▸ POLECENIE DO WYKONANIA
Podaj wyłącznie liczbę poniższych wierszy, w których występuje ciąg znaków „wheel”. Wielkość liter ma znaczenie.
── ZBIÓR DANYCH ──
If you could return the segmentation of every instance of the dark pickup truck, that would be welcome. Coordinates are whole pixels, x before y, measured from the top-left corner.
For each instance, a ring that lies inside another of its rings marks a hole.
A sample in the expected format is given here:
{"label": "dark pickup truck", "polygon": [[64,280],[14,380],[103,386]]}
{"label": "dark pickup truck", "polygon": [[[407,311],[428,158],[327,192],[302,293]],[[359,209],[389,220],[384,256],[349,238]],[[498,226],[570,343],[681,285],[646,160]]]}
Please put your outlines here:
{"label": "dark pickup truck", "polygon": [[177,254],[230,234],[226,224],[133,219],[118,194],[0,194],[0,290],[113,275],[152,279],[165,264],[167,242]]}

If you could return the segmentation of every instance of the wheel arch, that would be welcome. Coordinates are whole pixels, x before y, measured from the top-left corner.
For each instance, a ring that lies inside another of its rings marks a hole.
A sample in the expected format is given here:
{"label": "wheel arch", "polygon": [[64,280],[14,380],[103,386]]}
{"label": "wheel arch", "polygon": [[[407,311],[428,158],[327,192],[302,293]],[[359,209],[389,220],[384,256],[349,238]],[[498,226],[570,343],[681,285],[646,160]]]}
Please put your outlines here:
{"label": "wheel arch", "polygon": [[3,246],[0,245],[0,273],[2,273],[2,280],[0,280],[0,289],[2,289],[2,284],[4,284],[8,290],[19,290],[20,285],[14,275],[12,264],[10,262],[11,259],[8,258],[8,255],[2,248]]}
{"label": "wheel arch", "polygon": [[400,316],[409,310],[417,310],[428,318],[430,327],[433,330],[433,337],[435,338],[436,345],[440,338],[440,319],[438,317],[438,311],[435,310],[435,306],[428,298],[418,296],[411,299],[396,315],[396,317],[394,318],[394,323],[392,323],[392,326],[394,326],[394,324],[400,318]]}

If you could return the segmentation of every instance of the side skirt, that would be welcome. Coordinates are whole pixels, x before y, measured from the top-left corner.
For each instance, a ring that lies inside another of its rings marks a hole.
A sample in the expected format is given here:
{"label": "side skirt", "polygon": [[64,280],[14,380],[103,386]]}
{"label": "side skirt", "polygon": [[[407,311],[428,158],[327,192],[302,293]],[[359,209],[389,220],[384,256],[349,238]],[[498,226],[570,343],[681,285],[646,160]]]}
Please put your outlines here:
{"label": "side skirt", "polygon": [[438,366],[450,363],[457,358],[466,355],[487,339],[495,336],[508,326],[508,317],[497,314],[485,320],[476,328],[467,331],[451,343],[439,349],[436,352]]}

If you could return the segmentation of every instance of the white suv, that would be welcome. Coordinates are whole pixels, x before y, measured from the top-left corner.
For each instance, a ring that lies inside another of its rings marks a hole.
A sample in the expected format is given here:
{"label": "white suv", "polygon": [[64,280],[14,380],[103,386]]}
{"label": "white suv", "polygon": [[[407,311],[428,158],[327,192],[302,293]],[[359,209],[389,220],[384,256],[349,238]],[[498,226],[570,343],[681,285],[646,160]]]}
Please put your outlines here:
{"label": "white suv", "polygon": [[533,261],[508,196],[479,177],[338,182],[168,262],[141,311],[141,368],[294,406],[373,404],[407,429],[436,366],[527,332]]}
───
── ZBIÓR DANYCH ──
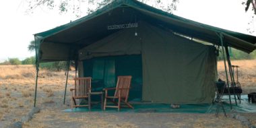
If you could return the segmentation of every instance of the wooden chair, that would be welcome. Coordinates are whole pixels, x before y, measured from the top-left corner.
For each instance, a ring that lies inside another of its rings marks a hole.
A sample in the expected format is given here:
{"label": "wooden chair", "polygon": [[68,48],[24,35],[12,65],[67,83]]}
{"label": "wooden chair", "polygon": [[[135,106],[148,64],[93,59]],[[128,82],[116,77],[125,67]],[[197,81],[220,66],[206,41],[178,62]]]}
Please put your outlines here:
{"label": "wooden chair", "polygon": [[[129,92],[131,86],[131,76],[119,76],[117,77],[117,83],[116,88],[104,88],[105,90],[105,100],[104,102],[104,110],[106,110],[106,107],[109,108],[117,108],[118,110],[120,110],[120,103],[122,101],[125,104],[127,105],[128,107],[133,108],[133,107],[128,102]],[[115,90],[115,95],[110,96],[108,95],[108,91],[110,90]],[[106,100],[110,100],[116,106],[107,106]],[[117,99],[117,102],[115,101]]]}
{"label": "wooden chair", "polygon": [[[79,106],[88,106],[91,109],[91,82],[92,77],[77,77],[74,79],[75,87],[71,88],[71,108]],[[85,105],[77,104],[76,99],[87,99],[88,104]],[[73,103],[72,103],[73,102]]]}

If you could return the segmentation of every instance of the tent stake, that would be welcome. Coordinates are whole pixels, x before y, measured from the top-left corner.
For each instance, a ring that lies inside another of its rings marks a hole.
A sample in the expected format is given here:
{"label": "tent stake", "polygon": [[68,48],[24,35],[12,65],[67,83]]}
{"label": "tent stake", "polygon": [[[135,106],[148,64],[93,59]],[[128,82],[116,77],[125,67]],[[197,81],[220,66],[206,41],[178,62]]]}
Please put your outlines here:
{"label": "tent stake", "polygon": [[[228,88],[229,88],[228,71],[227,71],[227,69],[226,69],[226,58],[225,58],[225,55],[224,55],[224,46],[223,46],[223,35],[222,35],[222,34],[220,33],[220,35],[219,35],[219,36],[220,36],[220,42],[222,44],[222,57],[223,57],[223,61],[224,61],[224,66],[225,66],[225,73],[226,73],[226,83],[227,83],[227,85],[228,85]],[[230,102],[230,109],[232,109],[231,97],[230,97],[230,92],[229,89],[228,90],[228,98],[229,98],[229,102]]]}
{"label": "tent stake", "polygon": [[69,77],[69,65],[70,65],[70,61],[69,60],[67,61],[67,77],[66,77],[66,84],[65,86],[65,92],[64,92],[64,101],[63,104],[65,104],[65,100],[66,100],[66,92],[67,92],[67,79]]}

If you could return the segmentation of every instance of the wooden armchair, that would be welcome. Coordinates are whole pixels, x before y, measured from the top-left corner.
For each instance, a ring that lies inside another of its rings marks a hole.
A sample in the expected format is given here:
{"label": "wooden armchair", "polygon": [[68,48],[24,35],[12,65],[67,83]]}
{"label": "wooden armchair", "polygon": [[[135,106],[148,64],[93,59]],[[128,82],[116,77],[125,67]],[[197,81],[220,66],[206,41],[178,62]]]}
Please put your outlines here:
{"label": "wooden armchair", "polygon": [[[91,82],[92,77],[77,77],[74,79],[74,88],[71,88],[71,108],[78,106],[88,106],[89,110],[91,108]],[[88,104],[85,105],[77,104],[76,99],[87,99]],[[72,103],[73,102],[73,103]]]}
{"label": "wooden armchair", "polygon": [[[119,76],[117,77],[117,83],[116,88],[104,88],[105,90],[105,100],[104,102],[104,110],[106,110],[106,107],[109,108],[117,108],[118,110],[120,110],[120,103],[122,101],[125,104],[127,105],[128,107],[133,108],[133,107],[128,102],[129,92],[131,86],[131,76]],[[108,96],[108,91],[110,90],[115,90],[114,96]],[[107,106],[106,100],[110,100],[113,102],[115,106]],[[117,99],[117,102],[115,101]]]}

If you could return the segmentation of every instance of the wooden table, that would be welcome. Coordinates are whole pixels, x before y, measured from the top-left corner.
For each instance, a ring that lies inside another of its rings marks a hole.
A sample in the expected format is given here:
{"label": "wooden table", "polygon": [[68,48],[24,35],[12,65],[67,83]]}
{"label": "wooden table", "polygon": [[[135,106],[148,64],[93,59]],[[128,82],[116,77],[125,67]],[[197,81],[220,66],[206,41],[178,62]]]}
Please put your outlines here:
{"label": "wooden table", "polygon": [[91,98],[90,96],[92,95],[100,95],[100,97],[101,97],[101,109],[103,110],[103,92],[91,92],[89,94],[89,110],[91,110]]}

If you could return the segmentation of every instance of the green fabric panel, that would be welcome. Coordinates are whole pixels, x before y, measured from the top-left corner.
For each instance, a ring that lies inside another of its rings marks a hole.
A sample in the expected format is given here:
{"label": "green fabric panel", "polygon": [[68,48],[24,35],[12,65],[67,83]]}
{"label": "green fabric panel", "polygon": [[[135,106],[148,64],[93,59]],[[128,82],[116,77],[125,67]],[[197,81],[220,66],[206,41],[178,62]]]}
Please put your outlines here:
───
▸ ROZWIĄZANIE ZADANIA
5